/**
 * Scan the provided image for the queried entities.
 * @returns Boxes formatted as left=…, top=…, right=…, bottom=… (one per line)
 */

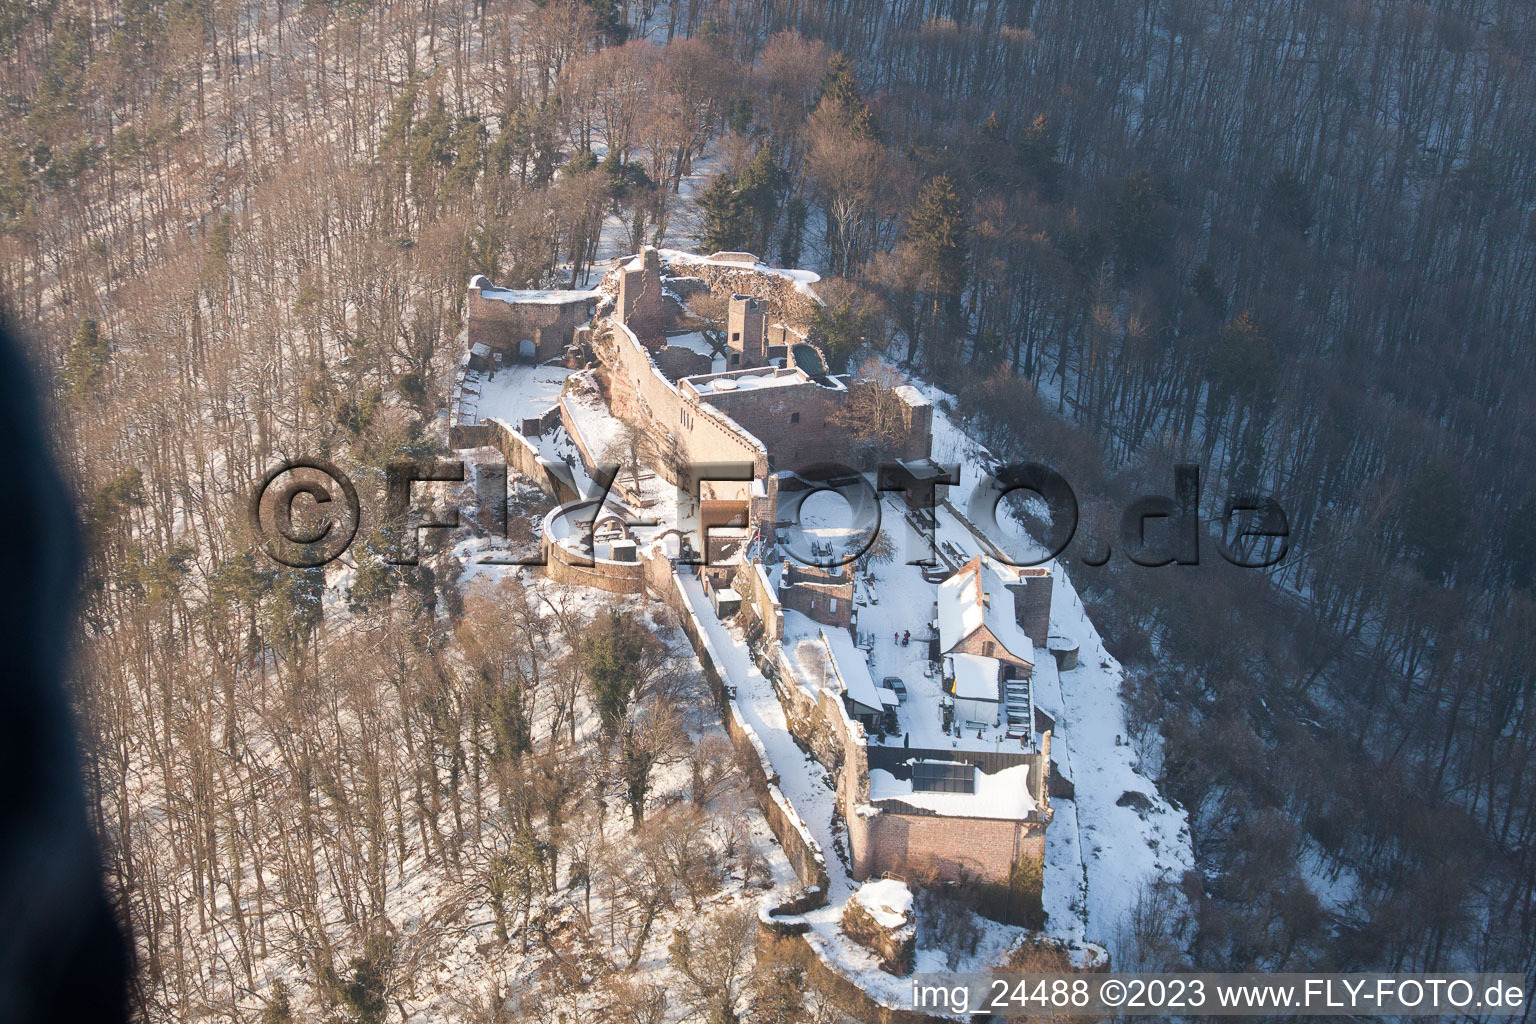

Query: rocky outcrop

> _WHAT IS BEING ASKED_:
Please retype every entry above exactly, leaving out any picture.

> _RESPONSE TO THIS TASK_:
/**
 * Scan the provided image for the queried entities.
 * @returns Boxes formatted as left=…, top=…, right=…, bottom=… (one per line)
 */


Query: rocky outcrop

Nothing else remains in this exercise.